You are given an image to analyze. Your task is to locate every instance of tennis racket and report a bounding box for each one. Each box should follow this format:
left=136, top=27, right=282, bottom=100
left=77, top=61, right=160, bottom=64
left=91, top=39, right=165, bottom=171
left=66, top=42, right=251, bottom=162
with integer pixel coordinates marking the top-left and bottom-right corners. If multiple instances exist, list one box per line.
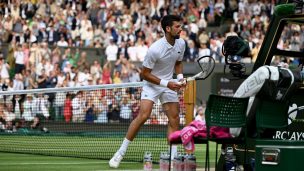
left=186, top=55, right=215, bottom=82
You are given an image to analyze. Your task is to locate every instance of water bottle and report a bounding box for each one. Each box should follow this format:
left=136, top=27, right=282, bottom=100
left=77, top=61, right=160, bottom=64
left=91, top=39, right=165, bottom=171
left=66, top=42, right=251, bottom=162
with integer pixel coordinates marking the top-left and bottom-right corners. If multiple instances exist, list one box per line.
left=250, top=158, right=255, bottom=171
left=159, top=152, right=170, bottom=171
left=225, top=147, right=236, bottom=171
left=184, top=153, right=197, bottom=171
left=159, top=152, right=165, bottom=171
left=172, top=152, right=184, bottom=171
left=143, top=151, right=153, bottom=171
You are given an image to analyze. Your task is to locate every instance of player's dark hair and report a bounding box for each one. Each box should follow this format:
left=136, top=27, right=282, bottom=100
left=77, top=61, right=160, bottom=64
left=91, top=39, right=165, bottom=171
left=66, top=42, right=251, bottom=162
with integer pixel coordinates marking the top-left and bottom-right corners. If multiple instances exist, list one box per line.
left=161, top=15, right=182, bottom=33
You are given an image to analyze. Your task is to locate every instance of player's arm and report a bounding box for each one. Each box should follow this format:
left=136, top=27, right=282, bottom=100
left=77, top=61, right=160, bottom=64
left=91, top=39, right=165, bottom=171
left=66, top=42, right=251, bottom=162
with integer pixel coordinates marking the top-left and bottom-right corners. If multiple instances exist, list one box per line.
left=175, top=60, right=186, bottom=86
left=175, top=61, right=183, bottom=75
left=141, top=66, right=182, bottom=91
left=175, top=39, right=186, bottom=84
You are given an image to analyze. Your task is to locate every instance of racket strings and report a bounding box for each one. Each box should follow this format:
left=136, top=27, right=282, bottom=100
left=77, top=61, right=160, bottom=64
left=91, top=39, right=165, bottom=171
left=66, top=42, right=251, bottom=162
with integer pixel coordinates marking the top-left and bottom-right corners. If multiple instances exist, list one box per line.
left=198, top=60, right=215, bottom=79
left=187, top=55, right=215, bottom=81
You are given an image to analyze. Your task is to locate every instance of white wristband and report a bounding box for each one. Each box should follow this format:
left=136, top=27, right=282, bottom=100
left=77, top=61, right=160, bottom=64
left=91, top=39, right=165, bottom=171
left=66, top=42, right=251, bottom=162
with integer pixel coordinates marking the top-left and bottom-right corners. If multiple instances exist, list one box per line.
left=160, top=79, right=169, bottom=87
left=177, top=74, right=184, bottom=81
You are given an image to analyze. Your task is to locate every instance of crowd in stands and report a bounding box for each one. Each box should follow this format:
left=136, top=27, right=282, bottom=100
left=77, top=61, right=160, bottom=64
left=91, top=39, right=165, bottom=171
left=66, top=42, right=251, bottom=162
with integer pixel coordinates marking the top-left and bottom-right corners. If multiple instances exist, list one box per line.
left=0, top=86, right=183, bottom=132
left=0, top=0, right=303, bottom=131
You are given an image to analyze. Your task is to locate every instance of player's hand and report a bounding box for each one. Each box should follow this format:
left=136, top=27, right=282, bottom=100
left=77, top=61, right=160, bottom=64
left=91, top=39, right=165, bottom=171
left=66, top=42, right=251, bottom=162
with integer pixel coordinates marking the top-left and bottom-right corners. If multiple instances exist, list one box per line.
left=167, top=81, right=183, bottom=91
left=178, top=78, right=187, bottom=87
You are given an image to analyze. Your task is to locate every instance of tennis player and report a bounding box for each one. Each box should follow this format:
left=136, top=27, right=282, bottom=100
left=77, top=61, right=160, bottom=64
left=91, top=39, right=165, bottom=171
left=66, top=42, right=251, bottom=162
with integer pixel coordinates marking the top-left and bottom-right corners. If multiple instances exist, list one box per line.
left=109, top=14, right=186, bottom=168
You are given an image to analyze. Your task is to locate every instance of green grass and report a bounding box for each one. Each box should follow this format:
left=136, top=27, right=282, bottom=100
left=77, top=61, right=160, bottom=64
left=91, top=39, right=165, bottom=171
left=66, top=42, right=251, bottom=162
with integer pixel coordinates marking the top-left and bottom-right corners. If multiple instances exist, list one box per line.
left=0, top=135, right=169, bottom=161
left=0, top=152, right=143, bottom=171
left=0, top=135, right=219, bottom=170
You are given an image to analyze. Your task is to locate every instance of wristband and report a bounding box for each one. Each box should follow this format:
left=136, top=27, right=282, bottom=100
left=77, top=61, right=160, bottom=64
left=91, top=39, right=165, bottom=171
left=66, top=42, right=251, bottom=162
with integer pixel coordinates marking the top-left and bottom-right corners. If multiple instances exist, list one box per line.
left=177, top=74, right=184, bottom=81
left=160, top=79, right=169, bottom=87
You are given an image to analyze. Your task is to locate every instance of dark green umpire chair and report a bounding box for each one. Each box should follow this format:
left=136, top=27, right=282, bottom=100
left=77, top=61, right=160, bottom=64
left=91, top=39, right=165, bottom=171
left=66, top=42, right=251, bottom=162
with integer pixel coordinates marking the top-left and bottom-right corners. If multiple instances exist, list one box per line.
left=254, top=79, right=292, bottom=171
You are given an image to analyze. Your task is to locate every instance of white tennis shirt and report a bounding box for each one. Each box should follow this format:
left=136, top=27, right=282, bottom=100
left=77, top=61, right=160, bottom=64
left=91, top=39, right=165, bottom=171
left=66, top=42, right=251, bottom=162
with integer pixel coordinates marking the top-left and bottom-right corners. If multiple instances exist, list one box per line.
left=142, top=37, right=186, bottom=83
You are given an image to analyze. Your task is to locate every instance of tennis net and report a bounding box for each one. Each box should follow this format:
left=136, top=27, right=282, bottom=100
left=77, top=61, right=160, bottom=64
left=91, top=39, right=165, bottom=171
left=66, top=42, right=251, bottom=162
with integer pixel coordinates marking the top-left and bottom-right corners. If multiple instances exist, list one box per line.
left=0, top=82, right=186, bottom=162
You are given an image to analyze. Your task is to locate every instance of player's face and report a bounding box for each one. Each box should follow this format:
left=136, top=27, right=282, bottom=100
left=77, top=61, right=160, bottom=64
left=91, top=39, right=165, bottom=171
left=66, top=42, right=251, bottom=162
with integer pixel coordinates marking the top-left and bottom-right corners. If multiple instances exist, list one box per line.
left=168, top=21, right=182, bottom=39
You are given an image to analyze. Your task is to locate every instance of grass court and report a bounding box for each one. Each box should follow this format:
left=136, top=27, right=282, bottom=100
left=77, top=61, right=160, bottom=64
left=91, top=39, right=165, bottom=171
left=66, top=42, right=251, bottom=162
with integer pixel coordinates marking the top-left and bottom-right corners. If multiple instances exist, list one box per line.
left=0, top=135, right=218, bottom=170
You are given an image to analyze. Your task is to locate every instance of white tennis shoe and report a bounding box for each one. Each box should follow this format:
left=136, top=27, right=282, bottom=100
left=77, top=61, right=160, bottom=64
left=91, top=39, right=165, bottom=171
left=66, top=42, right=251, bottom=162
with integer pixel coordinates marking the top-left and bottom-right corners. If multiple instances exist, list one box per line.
left=109, top=152, right=124, bottom=168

————

EXERCISE GOAL:
Find every line in the records above that holds the word "grass", and copy each one.

EXERCISE RESULT:
You are given an image to analyze. Your task is to locate every instance of green grass and report a bounding box for each one. Each box should follow this format:
You are given an image to analyze. Your task is to locate every instance of grass court and report a bounding box for each one. Each box should follow this format:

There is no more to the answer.